EXERCISE PROMPT: Rescale the lines starting with the one containing "For the clear" and going on through the one containing "[[387, 219], [530, 323], [163, 263], [507, 324]]", both included, and reproduce them in full with the requests. Multiply every coordinate in the answers by 2.5 and round to whole numbers, with halves going up; give no other lines.

=== MATERIAL PROVIDED ===

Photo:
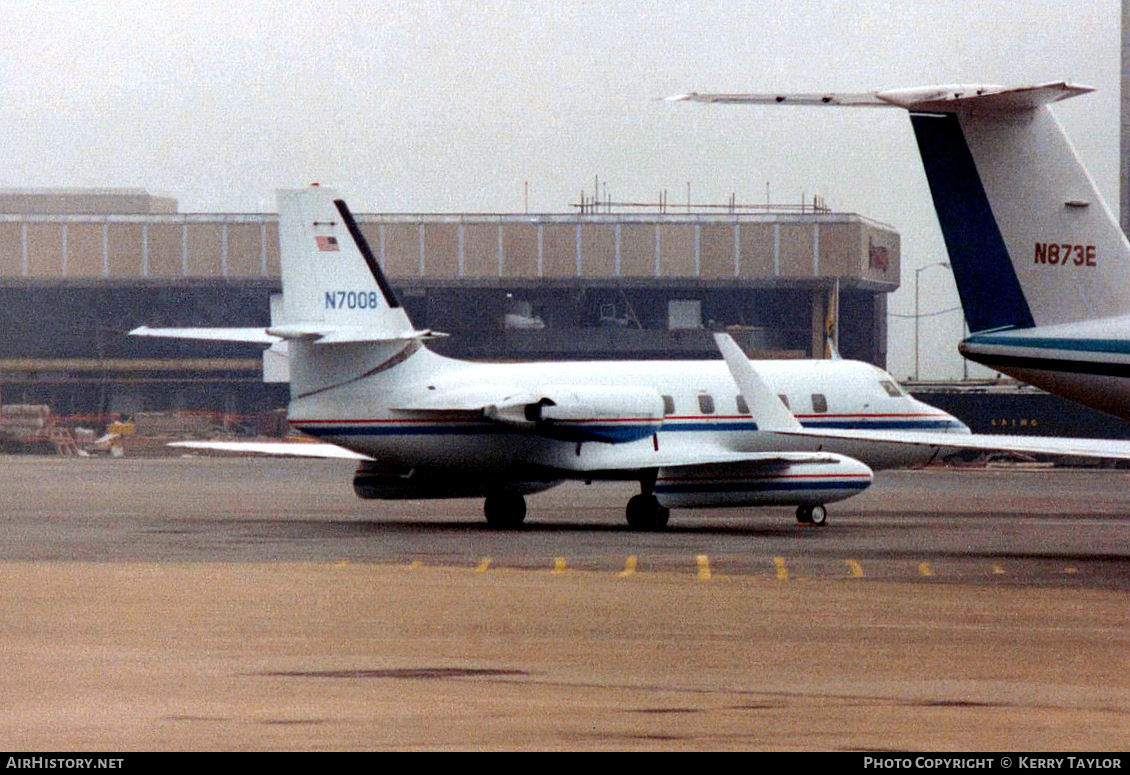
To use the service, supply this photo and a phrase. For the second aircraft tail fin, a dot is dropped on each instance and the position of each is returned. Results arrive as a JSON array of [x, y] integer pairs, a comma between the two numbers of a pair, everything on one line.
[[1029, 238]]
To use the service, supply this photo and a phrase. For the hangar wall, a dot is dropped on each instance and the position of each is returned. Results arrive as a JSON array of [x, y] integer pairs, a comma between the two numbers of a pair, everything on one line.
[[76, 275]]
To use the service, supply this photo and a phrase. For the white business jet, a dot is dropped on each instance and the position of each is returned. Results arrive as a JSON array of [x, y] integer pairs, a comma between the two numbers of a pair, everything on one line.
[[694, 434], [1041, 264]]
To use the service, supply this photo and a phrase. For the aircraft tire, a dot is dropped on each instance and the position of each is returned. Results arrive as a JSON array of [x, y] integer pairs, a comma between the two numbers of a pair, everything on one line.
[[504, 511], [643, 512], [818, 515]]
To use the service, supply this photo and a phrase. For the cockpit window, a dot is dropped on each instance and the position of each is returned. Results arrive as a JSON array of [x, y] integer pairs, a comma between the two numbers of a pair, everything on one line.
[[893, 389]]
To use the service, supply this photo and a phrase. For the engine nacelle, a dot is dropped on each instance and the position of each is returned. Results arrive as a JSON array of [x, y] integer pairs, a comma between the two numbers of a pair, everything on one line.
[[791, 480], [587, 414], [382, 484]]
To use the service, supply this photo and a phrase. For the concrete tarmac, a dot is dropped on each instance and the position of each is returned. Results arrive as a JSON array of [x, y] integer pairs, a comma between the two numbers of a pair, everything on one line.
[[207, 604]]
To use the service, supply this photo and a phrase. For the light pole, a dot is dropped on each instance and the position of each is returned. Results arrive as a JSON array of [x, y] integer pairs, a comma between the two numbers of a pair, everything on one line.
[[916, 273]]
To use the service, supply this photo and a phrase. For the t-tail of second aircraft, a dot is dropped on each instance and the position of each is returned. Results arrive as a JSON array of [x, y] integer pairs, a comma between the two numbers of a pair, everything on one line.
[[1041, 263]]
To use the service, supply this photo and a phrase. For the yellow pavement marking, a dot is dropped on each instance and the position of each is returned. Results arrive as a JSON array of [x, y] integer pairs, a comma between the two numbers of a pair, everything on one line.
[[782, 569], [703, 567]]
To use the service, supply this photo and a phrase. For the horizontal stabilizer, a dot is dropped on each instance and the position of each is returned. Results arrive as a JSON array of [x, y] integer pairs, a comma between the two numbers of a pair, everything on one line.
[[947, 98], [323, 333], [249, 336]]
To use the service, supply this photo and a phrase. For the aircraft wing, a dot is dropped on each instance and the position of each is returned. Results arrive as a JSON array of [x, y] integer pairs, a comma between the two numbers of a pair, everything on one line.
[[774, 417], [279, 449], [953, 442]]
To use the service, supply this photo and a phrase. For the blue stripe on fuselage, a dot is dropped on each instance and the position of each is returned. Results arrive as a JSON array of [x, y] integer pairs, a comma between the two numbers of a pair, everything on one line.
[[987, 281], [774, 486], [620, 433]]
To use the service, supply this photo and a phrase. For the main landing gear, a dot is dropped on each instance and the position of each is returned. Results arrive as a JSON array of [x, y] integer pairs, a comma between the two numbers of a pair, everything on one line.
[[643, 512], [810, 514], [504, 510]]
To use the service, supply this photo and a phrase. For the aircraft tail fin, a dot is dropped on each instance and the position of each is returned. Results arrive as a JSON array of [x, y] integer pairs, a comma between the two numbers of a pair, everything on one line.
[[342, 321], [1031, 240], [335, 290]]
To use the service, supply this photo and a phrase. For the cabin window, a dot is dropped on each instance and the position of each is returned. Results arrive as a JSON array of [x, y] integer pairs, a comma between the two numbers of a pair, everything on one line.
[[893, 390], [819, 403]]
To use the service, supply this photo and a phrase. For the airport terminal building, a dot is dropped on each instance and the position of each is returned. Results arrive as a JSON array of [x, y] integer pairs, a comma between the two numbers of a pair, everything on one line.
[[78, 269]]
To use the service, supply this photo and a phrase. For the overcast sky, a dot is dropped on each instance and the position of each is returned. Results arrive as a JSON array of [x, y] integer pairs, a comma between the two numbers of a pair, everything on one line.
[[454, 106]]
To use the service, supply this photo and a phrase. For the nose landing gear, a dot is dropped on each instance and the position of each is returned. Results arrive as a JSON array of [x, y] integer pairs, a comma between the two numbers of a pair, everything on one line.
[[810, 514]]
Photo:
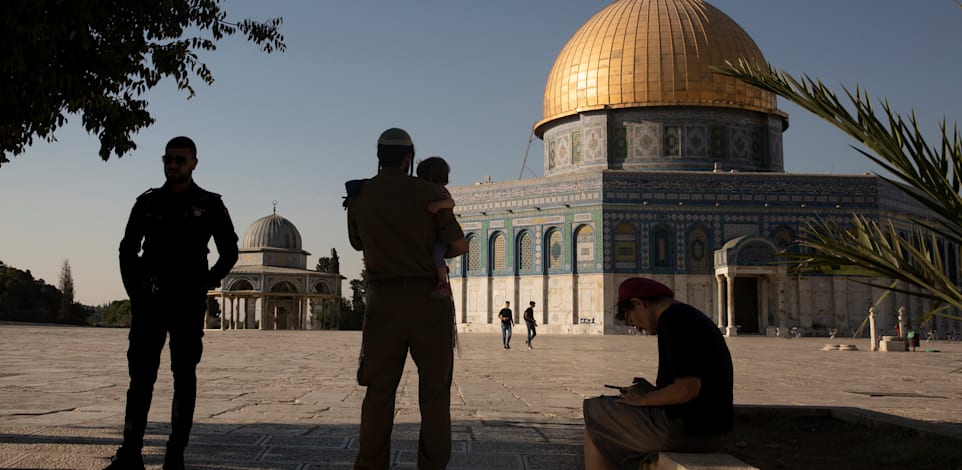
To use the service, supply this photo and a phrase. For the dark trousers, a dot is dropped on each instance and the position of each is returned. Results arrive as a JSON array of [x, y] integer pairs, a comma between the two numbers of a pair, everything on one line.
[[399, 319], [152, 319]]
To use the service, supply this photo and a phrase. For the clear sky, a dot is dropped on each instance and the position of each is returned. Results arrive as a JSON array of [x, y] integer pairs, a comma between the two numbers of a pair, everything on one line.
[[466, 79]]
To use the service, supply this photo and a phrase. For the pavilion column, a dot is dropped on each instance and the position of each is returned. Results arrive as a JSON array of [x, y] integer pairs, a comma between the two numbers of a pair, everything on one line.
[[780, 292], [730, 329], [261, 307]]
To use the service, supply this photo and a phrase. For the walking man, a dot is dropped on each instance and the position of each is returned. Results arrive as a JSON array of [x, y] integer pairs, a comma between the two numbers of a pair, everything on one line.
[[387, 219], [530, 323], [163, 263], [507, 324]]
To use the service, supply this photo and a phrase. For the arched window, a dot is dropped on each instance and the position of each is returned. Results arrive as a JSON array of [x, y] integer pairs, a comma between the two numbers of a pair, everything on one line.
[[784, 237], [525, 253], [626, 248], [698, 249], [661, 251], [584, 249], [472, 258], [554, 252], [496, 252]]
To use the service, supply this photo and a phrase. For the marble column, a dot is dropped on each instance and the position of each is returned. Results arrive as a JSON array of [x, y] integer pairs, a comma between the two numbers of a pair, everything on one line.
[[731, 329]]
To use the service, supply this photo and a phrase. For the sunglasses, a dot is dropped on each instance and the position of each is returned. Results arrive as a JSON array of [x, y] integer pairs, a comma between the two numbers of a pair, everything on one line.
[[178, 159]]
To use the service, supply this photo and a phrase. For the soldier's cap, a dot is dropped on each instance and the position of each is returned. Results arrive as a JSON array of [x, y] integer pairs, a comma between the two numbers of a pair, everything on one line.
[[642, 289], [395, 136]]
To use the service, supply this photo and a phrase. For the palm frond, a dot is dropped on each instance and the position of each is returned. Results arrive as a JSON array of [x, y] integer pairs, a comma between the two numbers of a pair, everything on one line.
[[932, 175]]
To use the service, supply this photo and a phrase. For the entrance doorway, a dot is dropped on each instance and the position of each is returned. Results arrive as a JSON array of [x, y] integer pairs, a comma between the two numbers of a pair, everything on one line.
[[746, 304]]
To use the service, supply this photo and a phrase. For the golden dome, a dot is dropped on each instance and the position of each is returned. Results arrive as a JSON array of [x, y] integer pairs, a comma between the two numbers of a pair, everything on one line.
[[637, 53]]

===
=== MATERIAL PROVIDED ===

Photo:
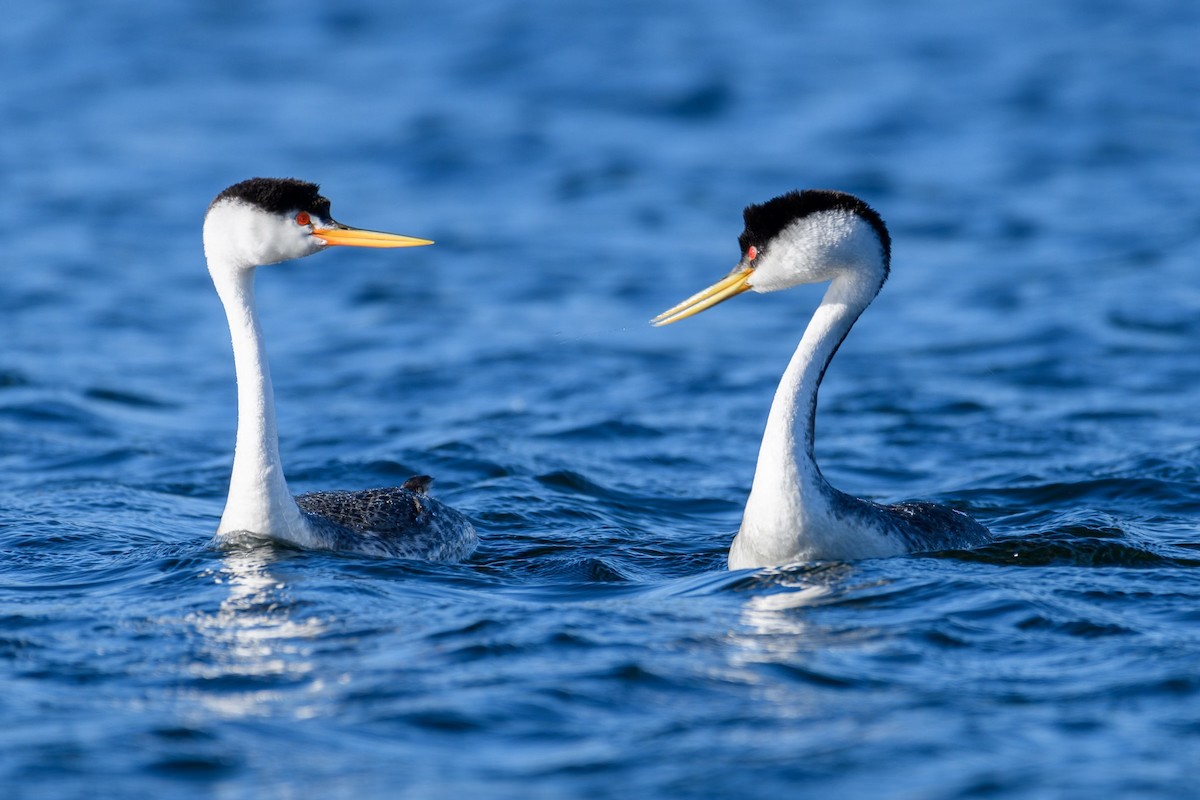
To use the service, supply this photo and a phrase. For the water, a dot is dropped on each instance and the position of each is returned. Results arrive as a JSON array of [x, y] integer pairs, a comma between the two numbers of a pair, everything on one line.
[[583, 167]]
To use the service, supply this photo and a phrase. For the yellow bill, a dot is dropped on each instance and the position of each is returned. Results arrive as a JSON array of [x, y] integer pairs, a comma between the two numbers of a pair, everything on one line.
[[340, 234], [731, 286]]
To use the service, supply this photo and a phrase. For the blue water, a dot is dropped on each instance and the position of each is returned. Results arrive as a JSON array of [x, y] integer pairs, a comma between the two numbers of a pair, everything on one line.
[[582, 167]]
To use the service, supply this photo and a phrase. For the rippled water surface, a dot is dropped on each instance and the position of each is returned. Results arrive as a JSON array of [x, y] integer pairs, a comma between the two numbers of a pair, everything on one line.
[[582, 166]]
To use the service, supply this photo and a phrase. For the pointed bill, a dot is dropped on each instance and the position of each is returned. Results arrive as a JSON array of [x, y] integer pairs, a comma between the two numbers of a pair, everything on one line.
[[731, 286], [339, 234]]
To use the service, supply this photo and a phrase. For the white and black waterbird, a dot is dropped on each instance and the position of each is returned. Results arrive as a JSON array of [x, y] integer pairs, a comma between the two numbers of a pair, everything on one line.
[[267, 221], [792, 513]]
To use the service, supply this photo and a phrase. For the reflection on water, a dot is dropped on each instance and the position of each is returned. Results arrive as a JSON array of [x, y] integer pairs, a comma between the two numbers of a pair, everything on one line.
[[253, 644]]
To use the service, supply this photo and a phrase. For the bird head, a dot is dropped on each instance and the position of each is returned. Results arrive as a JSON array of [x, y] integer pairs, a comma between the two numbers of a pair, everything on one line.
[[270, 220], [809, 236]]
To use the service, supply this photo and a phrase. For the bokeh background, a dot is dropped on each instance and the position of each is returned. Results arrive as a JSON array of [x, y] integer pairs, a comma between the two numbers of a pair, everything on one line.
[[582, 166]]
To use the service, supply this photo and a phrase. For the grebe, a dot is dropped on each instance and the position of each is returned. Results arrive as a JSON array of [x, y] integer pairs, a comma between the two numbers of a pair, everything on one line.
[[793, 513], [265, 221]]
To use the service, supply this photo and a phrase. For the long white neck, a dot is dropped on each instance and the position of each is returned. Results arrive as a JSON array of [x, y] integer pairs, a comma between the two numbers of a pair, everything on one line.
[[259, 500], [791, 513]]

===
=== MATERIAL PROVIDED ===

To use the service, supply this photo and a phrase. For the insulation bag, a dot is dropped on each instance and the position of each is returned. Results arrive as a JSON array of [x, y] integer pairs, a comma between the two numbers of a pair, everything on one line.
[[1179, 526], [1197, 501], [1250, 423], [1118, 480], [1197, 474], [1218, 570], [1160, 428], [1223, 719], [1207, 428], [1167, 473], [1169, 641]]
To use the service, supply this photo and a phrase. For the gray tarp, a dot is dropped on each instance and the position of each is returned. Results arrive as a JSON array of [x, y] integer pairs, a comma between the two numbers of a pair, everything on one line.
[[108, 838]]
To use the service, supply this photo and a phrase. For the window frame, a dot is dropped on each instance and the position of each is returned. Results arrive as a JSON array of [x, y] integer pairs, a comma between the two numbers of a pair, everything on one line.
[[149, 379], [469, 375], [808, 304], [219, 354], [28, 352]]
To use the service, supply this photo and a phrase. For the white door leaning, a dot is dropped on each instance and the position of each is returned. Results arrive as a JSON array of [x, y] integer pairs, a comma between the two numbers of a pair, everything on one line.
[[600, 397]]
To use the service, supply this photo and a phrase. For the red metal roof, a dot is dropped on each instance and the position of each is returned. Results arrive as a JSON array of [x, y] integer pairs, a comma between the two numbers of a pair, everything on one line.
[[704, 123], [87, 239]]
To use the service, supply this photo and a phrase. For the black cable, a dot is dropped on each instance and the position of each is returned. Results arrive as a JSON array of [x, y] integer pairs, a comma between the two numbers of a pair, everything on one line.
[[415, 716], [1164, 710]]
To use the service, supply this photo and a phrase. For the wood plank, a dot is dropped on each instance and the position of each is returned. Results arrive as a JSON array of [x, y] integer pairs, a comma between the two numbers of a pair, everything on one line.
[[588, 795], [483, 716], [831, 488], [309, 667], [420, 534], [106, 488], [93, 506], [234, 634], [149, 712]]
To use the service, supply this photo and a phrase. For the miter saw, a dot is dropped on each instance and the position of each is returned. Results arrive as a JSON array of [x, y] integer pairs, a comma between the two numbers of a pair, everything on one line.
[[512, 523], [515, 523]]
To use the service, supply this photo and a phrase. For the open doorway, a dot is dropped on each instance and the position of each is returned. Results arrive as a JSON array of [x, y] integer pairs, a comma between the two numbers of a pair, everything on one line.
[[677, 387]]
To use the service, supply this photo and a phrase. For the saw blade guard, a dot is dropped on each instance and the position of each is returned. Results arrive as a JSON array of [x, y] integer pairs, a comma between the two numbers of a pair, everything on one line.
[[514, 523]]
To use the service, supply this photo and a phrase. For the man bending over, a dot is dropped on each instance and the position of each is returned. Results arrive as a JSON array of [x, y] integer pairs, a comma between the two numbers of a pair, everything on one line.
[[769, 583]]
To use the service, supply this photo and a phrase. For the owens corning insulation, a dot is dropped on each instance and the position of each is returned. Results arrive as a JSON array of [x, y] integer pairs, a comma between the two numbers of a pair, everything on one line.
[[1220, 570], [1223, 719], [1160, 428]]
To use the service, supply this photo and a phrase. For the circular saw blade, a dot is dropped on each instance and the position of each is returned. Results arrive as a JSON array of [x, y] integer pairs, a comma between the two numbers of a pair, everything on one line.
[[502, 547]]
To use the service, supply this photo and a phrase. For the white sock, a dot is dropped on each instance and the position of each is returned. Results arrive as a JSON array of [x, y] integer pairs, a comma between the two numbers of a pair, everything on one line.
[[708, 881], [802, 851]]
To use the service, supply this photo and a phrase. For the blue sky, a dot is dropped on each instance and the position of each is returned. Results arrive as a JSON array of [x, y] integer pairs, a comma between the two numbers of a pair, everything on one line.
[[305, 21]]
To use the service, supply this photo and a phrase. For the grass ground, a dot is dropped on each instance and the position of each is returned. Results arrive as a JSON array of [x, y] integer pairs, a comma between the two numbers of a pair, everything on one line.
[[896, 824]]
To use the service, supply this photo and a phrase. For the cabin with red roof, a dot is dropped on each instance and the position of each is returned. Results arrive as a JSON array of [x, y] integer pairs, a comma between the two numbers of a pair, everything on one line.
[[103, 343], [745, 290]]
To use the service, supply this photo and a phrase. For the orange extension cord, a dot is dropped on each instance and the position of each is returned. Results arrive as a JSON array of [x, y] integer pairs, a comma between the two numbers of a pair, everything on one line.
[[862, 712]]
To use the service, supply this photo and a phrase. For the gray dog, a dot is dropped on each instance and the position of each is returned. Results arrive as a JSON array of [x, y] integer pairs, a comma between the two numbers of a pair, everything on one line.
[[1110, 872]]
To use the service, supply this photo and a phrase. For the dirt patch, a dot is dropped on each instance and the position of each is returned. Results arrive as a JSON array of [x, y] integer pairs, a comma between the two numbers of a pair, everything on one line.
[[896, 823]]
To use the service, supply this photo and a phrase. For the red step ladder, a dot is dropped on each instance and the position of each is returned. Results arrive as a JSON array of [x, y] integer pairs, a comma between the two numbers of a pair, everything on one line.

===

EXERCISE SOLUTION:
To use the service, supply this photo and a phrase. For the clear sky, a dot is dropped on each instance and the position of each is returned. Results arrive as a JSON array of [x, y] integer pairs, a comma between the two numbers of a pair, everything on one line.
[[1165, 198]]
To use the service, supply this photo and a phrase. For the pavilion column, a dot is dropped on each instance and the position of each is returned. Results arrive as a JSON array of [x, y] integer pairs, a comma between the two numbers of a pair, everything on one line.
[[1950, 730], [1825, 823], [653, 768]]
To use the service, supply this photo and a phrase. For the walking man, a dot is dropped on each instance and the position of each is returned. Results arrive as a JSON array of [x, y] integer pairs, a comma between the two numbers of a pair, everything on one line.
[[968, 548], [1325, 808], [408, 658], [1268, 810]]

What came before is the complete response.